• [EXTRAIT DU TEXTE]
________________________

Bonneval-sur-Arc, régulièrement classé parmi les dix plus beaux villages de France.
Bonneval-sur-Arc, régulièrement classé parmi les dix plus beaux villages de France.© OT BONNEVAL-SUR-ARC

D’autres stations très familiales comme les Saisies (Savoie) permettent aux familles de s’offrir la magie d’un Noël en chalet à des prix très abordables. Des villages tels que Gérardmer dans les Vosges ou la Chapelle-des-Bois dans le Jura se révèlent également être d’intéressantes alternatives pour les adeptes de pentes – et de prix – doux.

Des stations animées

Depuis plusieurs années déjà, on ne vient plus à la montagne uniquement pour skier. Et les stations-villages, dont la géographie se prête particulièrement à la diversité, ne cessent de renouveler leur offre, imaginant de nouvelles activités pour séduire des vacanciers avides d’expériences inédites. Ainsi, cet hiver, à Aussois (Savoie), il sera possible de tester le horse-board, une activité ludique visant à se faire tracter en bouée par un cheval. À Val-Cenis (Savoie), les plus givrés testeront le premier spot glacé accessible sans marche d’approche tandis qu’en Haute-Savoie, la station des Gets, jamais en panne d’inspiration, vous propose de goûter aux joies du Sled Dogs, nouvelle discipline venue de Norvège qui consiste à se mouvoir à l’aide de patins à neige monoblocs dotés d’une surface de glisse de la largeur d’un ski.

Puisqu’elles n’ont pas été bâties ex- nihilo, les stations-villages présentent également l’avantage d’être habitées et animées toute l’année. Les fêtes populaires, comme celle du Saint-Cochon à Besse (Puy-de-Dôme) au mois de janvier, sont souvent l’occasion de rencontrer les habitants en toute simplicité.

Des possibilités d’échanges qui séduisent une clientèle curieuse, friande d’anecdotes et de gastronomie. Ainsi, à Arêches-Beaufort (Savoie), on se presse à la coopérative laitière pour ramener dans ses valises le fromage éponyme. Non loin de là, à Notre-Dame-de- Bellecombe, délicieuse station de 80 printemps, vacances riment avec bombance et on ne saurait y séjourner sans dîner au moins une fois à La Ferme de Victorine. « Nous proposons un itinéraire autour des alpages et de l’agropastoralisme afin de privilégier les rencontres entre les agriculteurs et les visiteurs », raconte Élodie Curt-Comte, de l’office de tourisme du Val d’Arly.

Des investissements massifs

Les professionnels du secteur immobilier ne s’y sont pas trompés et ont eu tôt fait de percevoir le potentiel des stations-villages, comme le groupe savoyard MGM, qui inaugure cette saison au Grand-Bornand (Haute-Savoie), Le Roc des Tours, une nouvelle résidence haut de gamme. « Environnement, paysage, politique commerciale très internationale ou encore organisation de la station… Tous ces éléments ont fait que le Grand-Bornand était une évidence », note Régis Bolliet, responsable commercial tourisme du groupe MGM.

________________________

• [TÂCHES DEMANDÉES]
(a) Répondez aux questions suivantes d'après l'extrait sur les stations-villages :
(i) Quelle activité sera possible à Aussois cet hiver ?
(ii) Quelle fête populaire se tient à Besse au mois de janvier ?
(iii) Quel groupe inaugure la résidence Le Roc des Tours au Grand-Bornand ?
(b) Poursuivez l'extrait sur les stations-villages à partir de sa dernière phrase.
Les données qui suivent proviennent d'une autre source que l'extrait.

________________________

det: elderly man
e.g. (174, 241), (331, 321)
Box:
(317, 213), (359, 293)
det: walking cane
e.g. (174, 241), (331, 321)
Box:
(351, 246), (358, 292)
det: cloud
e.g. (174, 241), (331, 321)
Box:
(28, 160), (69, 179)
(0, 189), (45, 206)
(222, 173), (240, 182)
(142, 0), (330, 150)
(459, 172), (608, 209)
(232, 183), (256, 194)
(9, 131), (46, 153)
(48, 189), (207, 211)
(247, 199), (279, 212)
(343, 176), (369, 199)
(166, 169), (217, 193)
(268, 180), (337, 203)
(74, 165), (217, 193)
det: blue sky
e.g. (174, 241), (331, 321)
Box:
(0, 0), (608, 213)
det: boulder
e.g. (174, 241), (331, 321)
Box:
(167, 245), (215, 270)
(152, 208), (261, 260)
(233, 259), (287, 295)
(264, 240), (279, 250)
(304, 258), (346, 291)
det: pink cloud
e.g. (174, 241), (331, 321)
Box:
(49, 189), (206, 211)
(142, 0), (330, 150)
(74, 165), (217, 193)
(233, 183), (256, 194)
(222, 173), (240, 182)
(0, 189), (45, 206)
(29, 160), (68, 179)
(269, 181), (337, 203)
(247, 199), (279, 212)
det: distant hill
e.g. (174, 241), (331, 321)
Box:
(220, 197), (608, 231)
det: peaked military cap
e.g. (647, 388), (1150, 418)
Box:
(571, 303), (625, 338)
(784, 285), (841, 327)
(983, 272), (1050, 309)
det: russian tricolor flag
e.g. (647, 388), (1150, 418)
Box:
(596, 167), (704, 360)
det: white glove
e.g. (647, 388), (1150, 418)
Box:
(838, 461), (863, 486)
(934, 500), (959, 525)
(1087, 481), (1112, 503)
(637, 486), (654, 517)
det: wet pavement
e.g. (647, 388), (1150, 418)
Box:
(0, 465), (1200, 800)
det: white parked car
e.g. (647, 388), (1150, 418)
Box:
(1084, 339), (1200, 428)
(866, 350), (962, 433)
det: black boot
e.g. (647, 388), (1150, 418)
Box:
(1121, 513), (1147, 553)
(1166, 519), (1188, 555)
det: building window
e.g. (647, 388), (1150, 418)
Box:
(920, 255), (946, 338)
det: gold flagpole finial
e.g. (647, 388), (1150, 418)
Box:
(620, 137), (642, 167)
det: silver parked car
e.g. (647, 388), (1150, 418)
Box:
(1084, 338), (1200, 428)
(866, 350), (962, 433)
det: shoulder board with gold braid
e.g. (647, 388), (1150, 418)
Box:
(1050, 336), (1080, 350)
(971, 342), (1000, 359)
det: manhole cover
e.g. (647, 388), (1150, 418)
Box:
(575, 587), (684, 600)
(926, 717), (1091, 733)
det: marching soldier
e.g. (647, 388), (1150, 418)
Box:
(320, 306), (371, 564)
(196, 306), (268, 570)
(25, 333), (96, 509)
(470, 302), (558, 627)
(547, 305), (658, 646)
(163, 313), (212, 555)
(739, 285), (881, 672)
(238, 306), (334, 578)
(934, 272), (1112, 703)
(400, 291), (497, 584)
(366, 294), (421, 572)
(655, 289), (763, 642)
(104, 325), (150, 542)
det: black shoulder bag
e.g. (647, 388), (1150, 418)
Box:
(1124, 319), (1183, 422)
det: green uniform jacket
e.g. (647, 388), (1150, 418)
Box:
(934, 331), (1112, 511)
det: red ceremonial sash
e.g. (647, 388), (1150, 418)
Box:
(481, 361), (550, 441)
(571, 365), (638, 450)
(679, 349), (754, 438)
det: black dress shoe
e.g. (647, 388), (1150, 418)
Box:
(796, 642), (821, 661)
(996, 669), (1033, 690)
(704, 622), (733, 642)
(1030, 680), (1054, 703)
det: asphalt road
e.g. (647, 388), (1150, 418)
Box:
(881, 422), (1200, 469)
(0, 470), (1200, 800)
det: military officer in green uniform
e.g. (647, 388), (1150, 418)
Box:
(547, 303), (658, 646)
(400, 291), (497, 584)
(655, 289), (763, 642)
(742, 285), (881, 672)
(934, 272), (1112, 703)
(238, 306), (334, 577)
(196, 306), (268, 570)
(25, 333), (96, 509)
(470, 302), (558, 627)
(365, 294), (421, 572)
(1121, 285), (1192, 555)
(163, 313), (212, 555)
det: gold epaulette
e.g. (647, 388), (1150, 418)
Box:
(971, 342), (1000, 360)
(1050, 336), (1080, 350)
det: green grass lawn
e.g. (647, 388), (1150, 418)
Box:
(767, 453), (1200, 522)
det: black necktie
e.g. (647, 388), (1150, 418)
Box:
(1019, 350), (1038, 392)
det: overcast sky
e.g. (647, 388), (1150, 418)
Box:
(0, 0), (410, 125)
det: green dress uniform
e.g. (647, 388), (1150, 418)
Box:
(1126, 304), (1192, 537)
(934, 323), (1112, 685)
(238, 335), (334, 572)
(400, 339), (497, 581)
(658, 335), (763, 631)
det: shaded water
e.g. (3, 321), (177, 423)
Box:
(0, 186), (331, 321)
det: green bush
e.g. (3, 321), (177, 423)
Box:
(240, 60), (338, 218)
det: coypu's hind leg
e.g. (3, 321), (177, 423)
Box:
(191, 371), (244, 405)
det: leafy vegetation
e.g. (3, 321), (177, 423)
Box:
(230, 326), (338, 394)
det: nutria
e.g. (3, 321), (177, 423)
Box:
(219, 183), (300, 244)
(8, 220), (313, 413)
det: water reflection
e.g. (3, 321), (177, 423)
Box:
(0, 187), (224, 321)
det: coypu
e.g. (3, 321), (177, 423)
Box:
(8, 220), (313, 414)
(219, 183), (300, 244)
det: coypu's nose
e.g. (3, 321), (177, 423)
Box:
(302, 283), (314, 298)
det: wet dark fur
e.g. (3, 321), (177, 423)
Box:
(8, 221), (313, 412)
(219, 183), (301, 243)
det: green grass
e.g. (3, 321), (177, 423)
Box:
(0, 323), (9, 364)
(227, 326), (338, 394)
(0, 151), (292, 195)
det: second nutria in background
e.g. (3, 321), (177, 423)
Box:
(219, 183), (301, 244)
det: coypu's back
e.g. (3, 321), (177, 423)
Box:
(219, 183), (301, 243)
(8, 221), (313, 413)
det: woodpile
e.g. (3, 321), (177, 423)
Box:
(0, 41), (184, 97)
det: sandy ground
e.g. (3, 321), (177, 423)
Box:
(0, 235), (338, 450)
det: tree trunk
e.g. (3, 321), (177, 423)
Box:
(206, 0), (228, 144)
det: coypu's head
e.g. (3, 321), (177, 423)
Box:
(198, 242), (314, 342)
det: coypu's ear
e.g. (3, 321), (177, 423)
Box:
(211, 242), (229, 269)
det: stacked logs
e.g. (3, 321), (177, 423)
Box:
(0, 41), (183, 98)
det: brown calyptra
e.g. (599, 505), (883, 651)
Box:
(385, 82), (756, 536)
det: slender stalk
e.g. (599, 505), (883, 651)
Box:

________________________

• [RÉPONSES AUX TÂCHES]
(a)
(i) Le horse-board, qui consiste à se faire tracter en bouée par un cheval.
(ii) La fête du Saint-Cochon.
(iii) Le groupe savoyard MGM.

(b)
Samoëns, une station où il fait bon flâner après le ski.
Samoëns, une station où il fait bon flâner après le ski.© OT SAMOËNS

Quant au Club Med, il a choisi d’implanter 1 100 lits touristiques à Samoëns 1600. D’ici à 2021, le domaine du Grand Massif, qui rassemble 5 stations (Flaine, Les Carroz, Morillon, Sixt-Fer-à-Cheval et Samoëns), devrait donc profiter d’une confortable enveloppe de 70 millions d’euros pour moderniser ses équipements.

Loin de s’opposer aux stations de haute altitude, ces « petites » stations, qui ont tout des grandes, invitent les vacanciers à découvrir un autre visage de la montagne séduisant tant les fondus de ski que les amoureux de montagne authentique.

Par Paulina Jonquères d’Oriola

« Les communes ont conscience que leur attractivité provient du bourg »

Philippe Ganion
Philippe Ganion© dr

Trois questions à Philippe Ganion, architecte des Bâtiments de France de Savoie et Haute-Savoie.

Avant l’avènement du ski, quelle était la vocation de ces villages de montagne ?

P.G : Sur les cols, et notamment dans les zones transfrontalières, on retrouve des villages marqués par des influences multiples. Certains d’entre eux, comme Lanslebourg en Maurienne, abritent des édifices religieux surdimensionnés qui ont servi à marquer la présence du catholicisme. Les villages se sont alors souvent développés autour de ces bâtiments. Mais bien évidemment, l’agriculture était l’une des activités principales de ces villages, à l’instar de Chamonix. Enfin, les stations thermales ont également été des bases privilégiées au développement des sports d’hiver comme à Aix-les-Bains ou Annecy, où des téléphériques, construits dans les années 1930, ont permis la pratique du ski.

Quels sont les codes de ces villages traditionnels que certains tentent aujourd’hui d’importer dans des stations plus contemporaines ?

P.G : Des stations comme Valmorel recherchent des formes mimétiques en adaptant les programmes avec de la compacité et des ruelles étroites. La question du choix des matériaux est aussi centrale. Il est intéressant d’observer que la forme du chalet du skieur descend dans les vallées. Certains lotissements, comme ceux de la Haute-Vallée de l’Arve, en reprennent les codes. Les industriels commencent également à utiliser une architecture plus démonstrative pour transmettre une image différente de leur implantation dans le territoire montagneux.

Comment protéger ce patrimoine architectural et culturel ?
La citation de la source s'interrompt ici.